Transcribe the records exactly from the line with "Objective — a point for each instance of the striped sandstone" to the end, both included.

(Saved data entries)
++++++++
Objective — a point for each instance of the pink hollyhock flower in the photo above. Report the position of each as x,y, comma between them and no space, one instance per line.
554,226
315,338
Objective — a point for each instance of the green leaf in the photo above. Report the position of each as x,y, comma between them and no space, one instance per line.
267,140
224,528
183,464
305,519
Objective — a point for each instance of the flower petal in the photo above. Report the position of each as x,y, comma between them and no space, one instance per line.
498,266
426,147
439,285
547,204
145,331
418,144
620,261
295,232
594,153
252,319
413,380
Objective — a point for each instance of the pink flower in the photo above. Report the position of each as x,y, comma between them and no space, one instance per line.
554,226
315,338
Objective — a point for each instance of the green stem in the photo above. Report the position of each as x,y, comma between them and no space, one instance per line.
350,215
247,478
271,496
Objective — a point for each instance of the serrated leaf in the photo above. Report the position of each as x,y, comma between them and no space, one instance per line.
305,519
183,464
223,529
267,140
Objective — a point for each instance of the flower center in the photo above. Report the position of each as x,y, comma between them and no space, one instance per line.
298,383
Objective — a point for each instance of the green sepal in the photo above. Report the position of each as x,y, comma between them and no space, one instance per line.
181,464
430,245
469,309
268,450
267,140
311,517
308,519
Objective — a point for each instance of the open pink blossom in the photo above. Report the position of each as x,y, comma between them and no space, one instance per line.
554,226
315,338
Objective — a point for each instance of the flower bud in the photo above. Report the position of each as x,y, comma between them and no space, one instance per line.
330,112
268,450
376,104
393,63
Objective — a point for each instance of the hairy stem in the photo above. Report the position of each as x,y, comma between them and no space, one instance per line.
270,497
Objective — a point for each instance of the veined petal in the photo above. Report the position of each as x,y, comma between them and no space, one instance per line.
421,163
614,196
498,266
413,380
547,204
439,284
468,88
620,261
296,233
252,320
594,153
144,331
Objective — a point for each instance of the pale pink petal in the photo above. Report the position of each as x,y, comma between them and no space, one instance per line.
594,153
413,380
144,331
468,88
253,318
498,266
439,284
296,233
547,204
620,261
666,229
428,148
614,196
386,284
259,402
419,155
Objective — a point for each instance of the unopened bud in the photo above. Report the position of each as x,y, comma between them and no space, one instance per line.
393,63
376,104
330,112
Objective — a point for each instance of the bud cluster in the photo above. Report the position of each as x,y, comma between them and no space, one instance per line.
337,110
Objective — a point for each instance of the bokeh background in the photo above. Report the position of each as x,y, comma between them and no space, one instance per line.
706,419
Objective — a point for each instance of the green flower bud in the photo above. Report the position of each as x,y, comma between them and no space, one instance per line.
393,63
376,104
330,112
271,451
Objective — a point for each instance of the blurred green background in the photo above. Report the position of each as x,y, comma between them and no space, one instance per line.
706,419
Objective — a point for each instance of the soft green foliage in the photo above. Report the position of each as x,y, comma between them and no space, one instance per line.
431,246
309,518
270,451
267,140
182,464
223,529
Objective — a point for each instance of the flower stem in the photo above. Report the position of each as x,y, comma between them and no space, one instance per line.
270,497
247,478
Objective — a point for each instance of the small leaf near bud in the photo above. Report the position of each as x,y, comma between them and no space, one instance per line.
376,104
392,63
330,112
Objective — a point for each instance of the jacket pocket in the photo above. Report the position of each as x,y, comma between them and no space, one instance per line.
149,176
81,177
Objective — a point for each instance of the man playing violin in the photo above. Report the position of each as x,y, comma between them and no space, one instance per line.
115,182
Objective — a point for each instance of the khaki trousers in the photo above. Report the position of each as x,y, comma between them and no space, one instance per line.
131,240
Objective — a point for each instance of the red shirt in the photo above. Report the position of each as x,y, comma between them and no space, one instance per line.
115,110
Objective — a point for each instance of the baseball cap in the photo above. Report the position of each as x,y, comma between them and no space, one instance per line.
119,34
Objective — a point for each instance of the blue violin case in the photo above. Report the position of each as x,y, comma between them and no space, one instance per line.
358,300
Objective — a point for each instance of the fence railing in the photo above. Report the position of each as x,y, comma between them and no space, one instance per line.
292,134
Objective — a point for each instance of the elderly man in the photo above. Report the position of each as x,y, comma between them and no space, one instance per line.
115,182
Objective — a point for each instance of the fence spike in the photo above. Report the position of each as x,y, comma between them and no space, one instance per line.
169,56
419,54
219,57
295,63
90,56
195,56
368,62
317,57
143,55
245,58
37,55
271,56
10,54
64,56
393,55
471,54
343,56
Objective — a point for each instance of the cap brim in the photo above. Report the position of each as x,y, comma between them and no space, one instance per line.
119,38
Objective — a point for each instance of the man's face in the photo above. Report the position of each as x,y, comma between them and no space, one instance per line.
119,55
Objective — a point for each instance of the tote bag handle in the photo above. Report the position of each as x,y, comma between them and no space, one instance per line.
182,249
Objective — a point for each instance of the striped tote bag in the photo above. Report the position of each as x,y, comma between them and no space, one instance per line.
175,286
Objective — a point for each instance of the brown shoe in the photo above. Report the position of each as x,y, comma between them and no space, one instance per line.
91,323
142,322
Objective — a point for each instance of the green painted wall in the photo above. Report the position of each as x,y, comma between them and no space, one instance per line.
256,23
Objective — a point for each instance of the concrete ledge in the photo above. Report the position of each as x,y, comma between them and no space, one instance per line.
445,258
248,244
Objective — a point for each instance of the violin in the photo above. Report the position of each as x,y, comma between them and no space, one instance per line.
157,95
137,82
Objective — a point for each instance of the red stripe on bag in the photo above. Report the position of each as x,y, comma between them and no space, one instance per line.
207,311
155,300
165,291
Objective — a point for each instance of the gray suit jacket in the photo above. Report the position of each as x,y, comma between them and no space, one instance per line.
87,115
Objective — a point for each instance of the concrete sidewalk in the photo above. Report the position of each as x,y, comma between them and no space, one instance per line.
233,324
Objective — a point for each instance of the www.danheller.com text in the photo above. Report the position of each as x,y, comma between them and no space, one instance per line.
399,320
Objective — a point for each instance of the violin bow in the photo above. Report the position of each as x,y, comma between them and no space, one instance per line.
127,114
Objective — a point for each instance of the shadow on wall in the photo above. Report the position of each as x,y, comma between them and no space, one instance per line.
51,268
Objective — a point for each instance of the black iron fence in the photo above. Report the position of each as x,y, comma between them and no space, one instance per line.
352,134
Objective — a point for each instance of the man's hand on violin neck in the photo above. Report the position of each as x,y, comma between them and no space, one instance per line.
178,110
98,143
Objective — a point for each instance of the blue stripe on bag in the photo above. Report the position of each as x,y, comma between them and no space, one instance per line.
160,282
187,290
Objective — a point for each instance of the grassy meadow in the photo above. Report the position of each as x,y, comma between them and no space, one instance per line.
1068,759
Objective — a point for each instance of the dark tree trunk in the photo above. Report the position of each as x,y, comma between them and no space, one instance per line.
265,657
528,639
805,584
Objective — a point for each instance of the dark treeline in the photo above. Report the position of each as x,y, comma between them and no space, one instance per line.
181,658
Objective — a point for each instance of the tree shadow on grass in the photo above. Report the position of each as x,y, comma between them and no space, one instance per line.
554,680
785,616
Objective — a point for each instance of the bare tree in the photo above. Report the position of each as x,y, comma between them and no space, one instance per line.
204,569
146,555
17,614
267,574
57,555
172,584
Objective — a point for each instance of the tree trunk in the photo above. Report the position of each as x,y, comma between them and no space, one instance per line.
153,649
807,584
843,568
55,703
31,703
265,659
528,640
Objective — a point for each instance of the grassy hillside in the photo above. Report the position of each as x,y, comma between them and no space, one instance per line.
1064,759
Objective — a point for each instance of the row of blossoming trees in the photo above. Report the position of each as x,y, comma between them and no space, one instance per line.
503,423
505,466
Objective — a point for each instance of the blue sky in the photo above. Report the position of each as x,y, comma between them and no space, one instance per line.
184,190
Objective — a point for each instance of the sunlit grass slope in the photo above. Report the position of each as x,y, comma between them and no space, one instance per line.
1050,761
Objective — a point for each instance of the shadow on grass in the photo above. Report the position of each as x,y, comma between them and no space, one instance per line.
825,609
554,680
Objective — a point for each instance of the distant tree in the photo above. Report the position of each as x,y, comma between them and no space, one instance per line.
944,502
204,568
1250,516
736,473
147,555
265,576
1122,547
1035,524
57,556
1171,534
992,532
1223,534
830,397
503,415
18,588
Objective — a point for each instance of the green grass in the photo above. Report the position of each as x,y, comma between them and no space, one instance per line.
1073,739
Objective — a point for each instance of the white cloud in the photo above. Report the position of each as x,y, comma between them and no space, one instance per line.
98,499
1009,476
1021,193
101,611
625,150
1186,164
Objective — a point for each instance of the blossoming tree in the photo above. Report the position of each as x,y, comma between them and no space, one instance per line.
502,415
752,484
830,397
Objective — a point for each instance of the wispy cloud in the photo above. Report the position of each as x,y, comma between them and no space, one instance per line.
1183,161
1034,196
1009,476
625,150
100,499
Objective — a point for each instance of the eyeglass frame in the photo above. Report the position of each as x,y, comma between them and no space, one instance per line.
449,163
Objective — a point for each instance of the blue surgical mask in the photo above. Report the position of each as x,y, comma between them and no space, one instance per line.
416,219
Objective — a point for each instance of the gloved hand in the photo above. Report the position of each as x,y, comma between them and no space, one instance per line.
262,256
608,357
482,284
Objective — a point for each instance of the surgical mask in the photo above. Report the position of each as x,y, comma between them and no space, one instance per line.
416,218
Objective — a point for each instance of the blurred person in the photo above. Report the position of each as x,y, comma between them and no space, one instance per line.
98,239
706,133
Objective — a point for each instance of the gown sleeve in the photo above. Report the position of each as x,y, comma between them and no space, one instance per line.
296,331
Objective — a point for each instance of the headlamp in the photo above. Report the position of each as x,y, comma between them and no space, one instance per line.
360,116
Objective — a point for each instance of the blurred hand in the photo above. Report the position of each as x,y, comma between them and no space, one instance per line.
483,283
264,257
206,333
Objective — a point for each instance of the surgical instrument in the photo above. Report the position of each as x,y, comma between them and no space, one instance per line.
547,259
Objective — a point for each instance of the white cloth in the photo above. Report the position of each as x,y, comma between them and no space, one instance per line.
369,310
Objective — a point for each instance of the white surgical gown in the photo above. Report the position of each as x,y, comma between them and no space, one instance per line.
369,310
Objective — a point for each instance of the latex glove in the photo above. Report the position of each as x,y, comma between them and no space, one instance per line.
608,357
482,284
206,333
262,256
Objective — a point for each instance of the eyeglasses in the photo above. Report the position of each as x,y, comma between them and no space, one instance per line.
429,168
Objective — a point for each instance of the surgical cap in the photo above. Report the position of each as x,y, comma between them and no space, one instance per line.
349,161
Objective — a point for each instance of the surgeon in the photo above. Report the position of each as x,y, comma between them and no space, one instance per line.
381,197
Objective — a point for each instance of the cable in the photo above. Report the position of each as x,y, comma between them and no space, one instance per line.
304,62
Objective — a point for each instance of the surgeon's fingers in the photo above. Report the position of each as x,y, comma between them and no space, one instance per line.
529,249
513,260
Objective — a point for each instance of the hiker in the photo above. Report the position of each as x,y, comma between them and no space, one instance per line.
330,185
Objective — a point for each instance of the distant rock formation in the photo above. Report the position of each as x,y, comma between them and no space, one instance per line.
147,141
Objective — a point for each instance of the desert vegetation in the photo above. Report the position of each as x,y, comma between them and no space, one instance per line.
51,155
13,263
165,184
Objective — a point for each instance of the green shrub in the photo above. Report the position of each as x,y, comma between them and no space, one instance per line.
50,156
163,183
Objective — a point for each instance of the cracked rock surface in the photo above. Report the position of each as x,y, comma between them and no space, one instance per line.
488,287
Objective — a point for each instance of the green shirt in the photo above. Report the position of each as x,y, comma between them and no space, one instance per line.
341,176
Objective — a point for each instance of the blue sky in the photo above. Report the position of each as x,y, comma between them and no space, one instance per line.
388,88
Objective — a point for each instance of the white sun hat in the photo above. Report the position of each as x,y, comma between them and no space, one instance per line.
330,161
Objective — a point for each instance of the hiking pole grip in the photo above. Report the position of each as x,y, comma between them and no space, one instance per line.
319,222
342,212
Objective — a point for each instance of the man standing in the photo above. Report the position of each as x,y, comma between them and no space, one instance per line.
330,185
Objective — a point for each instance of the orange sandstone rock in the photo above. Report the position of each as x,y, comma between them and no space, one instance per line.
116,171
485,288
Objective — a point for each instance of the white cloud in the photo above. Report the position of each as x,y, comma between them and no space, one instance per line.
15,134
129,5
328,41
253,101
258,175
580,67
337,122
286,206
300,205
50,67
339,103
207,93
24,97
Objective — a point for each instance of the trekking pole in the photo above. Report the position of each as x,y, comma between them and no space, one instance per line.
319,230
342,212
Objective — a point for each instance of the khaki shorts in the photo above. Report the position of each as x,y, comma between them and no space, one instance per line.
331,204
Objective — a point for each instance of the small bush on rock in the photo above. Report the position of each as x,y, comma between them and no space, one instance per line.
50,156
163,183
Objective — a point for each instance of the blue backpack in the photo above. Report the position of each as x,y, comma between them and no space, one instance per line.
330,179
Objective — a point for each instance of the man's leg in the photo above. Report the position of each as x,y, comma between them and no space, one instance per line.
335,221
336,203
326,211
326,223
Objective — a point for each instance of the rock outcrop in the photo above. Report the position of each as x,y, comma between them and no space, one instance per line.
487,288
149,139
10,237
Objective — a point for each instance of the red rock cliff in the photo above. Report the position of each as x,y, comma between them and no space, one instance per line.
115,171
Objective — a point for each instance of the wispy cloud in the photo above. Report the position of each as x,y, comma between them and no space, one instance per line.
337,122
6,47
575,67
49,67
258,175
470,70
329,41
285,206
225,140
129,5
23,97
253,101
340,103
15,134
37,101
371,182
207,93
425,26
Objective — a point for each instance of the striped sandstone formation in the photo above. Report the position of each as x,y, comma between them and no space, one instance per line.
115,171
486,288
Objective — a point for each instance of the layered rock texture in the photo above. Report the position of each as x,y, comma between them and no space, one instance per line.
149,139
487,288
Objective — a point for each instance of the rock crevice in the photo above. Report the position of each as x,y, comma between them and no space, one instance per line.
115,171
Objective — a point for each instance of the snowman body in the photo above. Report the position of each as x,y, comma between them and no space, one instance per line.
++++++++
**WRITTEN RESPONSE:**
Objective — a point for each instance of the striped sandstone formation in the photo above. Report the position of each as x,y, comma between them and no space, one instance per line.
115,171
486,288
Objective — a point for each instance of the layered rock texture in the photo above. Report the position of each as x,y, comma between them and no space, one instance per line.
149,139
487,288
Objective — a point for each instance of the rock crevice in the photo above. Report the position of each as x,y, comma between them and no space, one instance per line.
115,171
Objective — a point for each instance of the snowman body in the photo above. Report the position of each as x,y, comma between them and no space, one instance per line.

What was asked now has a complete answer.